● TASK STATEMENT: Every entry needs to be repeated exactly, with nothing left out.

[Data items]
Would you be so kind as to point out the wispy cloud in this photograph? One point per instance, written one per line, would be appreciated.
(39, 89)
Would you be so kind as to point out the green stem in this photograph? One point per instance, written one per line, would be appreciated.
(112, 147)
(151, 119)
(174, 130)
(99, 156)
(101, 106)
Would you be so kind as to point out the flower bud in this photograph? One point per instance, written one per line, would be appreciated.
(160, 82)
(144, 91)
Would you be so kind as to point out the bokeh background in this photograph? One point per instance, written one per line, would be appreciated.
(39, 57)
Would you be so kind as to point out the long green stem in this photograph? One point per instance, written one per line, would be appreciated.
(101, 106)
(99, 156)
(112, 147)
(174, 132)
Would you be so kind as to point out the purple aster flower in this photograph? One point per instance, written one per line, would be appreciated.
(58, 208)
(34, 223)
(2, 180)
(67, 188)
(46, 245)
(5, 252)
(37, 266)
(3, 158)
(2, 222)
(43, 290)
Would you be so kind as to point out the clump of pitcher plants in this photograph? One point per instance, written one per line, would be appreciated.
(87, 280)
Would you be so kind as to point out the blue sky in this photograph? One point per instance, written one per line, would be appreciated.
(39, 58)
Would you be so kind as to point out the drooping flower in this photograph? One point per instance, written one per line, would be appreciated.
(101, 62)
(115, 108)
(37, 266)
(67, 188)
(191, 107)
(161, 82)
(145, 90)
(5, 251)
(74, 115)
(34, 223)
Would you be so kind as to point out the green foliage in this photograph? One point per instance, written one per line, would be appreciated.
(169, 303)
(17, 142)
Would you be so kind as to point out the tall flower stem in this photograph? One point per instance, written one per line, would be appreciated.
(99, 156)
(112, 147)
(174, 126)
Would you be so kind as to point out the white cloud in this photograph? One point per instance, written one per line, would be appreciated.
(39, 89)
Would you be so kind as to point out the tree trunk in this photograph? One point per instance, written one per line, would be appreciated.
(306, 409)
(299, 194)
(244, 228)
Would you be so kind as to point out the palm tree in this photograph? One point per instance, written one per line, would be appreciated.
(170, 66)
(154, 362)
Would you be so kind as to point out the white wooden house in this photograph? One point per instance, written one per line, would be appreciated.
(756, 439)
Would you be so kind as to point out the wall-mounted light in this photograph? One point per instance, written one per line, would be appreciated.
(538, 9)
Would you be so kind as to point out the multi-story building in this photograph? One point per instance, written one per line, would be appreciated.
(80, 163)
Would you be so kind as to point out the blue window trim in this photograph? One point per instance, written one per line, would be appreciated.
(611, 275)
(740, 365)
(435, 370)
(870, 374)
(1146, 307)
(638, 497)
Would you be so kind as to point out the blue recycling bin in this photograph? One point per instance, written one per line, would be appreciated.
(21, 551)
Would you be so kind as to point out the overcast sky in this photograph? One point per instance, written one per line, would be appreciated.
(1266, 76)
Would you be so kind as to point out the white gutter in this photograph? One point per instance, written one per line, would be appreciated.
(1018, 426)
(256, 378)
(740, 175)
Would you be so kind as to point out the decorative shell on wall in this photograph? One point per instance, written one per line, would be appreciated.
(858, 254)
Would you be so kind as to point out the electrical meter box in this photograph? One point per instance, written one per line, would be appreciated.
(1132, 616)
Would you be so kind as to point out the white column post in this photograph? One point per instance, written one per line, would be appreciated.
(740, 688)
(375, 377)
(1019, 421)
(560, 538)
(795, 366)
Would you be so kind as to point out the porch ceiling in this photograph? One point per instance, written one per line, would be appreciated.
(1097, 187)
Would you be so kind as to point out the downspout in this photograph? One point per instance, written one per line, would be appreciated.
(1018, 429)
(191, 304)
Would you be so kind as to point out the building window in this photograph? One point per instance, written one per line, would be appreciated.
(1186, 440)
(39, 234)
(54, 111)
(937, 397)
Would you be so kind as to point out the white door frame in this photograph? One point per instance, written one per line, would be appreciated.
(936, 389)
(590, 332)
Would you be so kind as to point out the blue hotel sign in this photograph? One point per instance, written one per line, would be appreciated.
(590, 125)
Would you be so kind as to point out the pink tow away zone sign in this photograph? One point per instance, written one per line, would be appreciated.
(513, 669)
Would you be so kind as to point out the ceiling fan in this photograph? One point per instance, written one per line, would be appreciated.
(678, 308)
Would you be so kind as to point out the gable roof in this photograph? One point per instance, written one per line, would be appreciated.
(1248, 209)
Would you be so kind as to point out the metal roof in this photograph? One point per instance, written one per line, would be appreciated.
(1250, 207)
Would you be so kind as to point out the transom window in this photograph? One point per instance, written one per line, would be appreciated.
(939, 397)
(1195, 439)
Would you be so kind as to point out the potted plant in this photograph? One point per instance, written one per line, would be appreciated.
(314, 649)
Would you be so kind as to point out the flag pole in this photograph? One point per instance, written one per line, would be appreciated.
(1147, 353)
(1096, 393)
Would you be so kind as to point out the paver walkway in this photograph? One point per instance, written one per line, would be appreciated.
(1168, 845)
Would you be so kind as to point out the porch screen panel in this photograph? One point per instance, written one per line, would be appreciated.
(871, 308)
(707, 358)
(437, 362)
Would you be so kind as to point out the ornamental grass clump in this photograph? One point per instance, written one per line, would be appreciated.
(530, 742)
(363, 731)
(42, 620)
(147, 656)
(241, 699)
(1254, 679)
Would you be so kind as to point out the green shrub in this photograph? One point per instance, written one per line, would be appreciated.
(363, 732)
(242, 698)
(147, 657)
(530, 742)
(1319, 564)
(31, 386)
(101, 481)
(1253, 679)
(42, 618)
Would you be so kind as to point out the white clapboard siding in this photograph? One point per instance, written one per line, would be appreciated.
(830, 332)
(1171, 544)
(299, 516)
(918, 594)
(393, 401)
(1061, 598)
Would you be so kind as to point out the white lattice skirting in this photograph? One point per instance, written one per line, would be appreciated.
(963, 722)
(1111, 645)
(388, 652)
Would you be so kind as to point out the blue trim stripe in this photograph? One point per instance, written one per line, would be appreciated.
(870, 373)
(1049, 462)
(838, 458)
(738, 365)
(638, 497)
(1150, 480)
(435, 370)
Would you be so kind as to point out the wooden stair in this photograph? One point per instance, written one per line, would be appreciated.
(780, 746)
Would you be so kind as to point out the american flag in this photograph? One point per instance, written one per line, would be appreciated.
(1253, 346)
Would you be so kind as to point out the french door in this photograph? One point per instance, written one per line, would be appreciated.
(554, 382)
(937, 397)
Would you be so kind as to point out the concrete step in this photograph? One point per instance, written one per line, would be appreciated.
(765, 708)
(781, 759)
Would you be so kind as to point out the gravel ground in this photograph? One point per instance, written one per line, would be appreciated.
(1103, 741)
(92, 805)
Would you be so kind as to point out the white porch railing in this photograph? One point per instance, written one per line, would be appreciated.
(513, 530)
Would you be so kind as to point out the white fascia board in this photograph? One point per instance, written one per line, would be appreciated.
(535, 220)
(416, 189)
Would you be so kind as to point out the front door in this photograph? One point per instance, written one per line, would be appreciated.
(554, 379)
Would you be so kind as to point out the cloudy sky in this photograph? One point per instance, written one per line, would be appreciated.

● SOLUTION TO THIS TASK:
Would you be so kind as to point out the wispy cloud in this photograph? One point per instance, written one per line, would be appreciated.
(39, 89)
Would you be so kind as to point out the green stem in this photograph? One point per instance, written one per line, would be appreciated.
(112, 147)
(151, 119)
(174, 130)
(99, 156)
(101, 106)
Would you be so kind as to point out the flower bud in this photograph? One point per instance, written one per line, would be appreciated.
(160, 82)
(144, 91)
Would you be so kind as to point out the bokeh background in this photograph? One point per instance, written one per line, would be appreciated.
(39, 57)
Would you be so kind as to point out the long green stem in this photograph? One point per instance, written one per line, would be appreciated.
(101, 106)
(99, 156)
(112, 147)
(174, 132)
Would you be so kind as to point out the purple aster flower in this photograph? One point per instance, written one per line, would be appreciated.
(58, 208)
(34, 223)
(2, 180)
(67, 188)
(46, 245)
(5, 252)
(37, 266)
(3, 158)
(2, 222)
(43, 290)
Would you be so kind as to point out the clump of pitcher plants in this photograph? One point per instance, written one per line, would be appreciated.
(87, 280)
Would you be so kind as to point out the blue sky in this photograph? One point per instance, written one per line, would be appreciated.
(39, 58)
Would you be so kind as to point out the drooping flower in this photograph? One point per instance, written one per line, would be appreciated.
(101, 62)
(115, 108)
(37, 266)
(67, 188)
(191, 107)
(161, 82)
(145, 90)
(5, 251)
(74, 115)
(34, 223)
Would you be so kind as to point out the green foliage in this photograph? One point per instance, written one per line, would be appreciated.
(169, 303)
(17, 142)
Would you be so kind as to point out the tall flower stem in this photograph? One point per instance, written one per line, would be appreciated.
(99, 156)
(112, 147)
(174, 126)
Would you be so kind as to point out the white cloud in this photograph? One point per instance, written one per line, would be appreciated.
(39, 89)
Would you be so kind as to point out the tree trunk in this photograph? One point per instance, written one per line, would be appreciated.
(306, 409)
(299, 194)
(244, 228)
Would you be so kind as to point out the palm tree in this photograph? One point per instance, written one per line, would be appreciated.
(170, 66)
(154, 362)
Would you be so kind as to point out the white wooden house in this photograph? One point per instance, written one per line, would be appreciated.
(756, 439)
Would you be so kind as to point out the wall-mounted light in this photograph? One point per instance, written one per line, would be appreciated.
(538, 9)
Would you be so kind as to point out the multi-story building in this photograph? One point per instance, written one per line, would be appreciated.
(80, 163)
Would you be so kind as to point out the blue window trim in this photograph? One point per instance, written one per line, would be appreciated.
(611, 275)
(740, 365)
(435, 370)
(870, 374)
(1146, 307)
(638, 497)
Would you be so kind as to point out the blue recycling bin in this photograph? One point per instance, written one per line, would be appreciated.
(21, 551)
Would you be so kind as to point out the overcast sky in this photograph? One point per instance, written one per line, would be appreciated.
(1266, 76)
Would you be so kind as to point out the white gutter in this photograph? One point per instance, written one per line, would be appreciated.
(1018, 426)
(256, 378)
(740, 175)
Would you be so kind as to point out the decorative shell on wall in this photograph? One point per instance, written one per line, would be appreciated.
(858, 254)
Would you be so kind as to point out the electrical meter box in this photograph? One point per instance, written one per line, would be appreciated.
(1132, 616)
Would you be so kind as to point out the white column post in this photograph? One point per instance, written one per line, would be appreciated.
(740, 688)
(375, 377)
(1019, 421)
(560, 538)
(795, 366)
Would you be so kind as to point out the porch ceiling in this photograph? One point per instance, written one per line, would be appreciated.
(1097, 187)
Would you be so kind as to point out the downspout in this photograph? One point per instance, written one per line, would be appreciated.
(1018, 429)
(191, 304)
Would you be so kind as to point out the building window in this photograph? One point per instance, written one per line, would be appreciated.
(1186, 440)
(39, 234)
(54, 111)
(937, 397)
Would you be so kind as to point out the white door frame in this photograph? One point per instance, written one per line, would be appreciated.
(936, 389)
(590, 332)
Would you be so kind as to point out the blue hotel sign in this photograph? One point per instance, written one per line, would be appreciated.
(590, 125)
Would you be so kind as to point out the pink tow away zone sign in this photograph? One point per instance, written one per line, would be appreciated.
(513, 669)
Would you be so kind as to point out the ceiling fan in this photograph? One point per instance, written one per line, would be appreciated.
(678, 308)
Would you be so kind as to point out the gable roof in this photograph? One point per instance, written one per line, would be appreciated.
(1248, 209)
Would you be so kind as to point out the metal roof in this photograph? One point per instance, written one per line, would be appreciated.
(1250, 207)
Would you be so kind as to point out the transom window in this photograph? One point per instance, written one per line, would be appreciated.
(939, 397)
(1195, 439)
Would you be so kind as to point out the potted plant in this photograph? One point per instance, written one per line, would be appreciated.
(314, 649)
Would you be so kind as to point out the flag pole in this photograph? One point per instance, written one per line, would be appreciated.
(1147, 353)
(1096, 393)
Would you be so kind as to point out the paver walkway in this photograph? One point per instance, written one per line, would be appreciated.
(1168, 845)
Would you be so kind as to point out the porch screen panel in this photograph? One point per instance, written one per line, would be appreciated.
(871, 308)
(707, 358)
(437, 362)
Would you be so kind as to point out the ornamental grass clump in this photograph? One point per instance, written one per line, would be appreciated.
(530, 742)
(363, 731)
(42, 620)
(147, 656)
(241, 699)
(1254, 679)
Would you be so kind as to point out the green shrub in this photograph? One point per instance, written one per line, would be appreciated.
(363, 732)
(242, 698)
(147, 657)
(530, 742)
(1319, 564)
(31, 386)
(101, 481)
(1253, 679)
(42, 618)
Would you be so kind as to point out the white clapboard siding in this photograph? One point per instance, written one per line, would be appreciated.
(830, 332)
(1171, 544)
(299, 516)
(918, 594)
(393, 401)
(1061, 598)
Would you be so kind as to point out the white lattice skirting in this photograph? One point per instance, written one per line, would be appreciated.
(963, 722)
(1111, 645)
(388, 652)
Would you be so kind as to point out the blue trim stripe in this photograph? One point per instance, written one per line, would be appreciated.
(870, 373)
(1049, 462)
(838, 458)
(738, 365)
(638, 497)
(1150, 480)
(435, 370)
Would you be so kind as to point out the wooden stair in this photograph? One point per instance, written one per line, would be appreciated.
(780, 746)
Would you be so kind as to point out the american flag in this photograph? One point per instance, written one per line, would be appreciated.
(1253, 346)
Would you be so kind as to point out the french door in this photograph? One point per instance, written one per line, would be appreciated.
(554, 382)
(937, 397)
Would you be so kind as to point out the concrete step in this photograph? One point per instance, written one per line, would be appreciated.
(765, 708)
(781, 759)
Would you be so kind as to point out the gravel ground in this photograph? One point per instance, written one per line, would be appreciated.
(1103, 741)
(92, 805)
Would you be so kind as to point out the white porch railing in this photograph? One point per instance, written one per line, would be appreciated.
(513, 530)
Would you be so kind as to point out the white fascia board in this photograph? One point per instance, written one per line, would be appreciated.
(535, 220)
(416, 189)
Would you be so kind as to point out the front door in this photograph? One point per instance, written one per line, would be appreciated.
(554, 379)
Would you be so kind as to point out the cloudy sky in this photograph? One point per instance, written one per line, would be appreciated.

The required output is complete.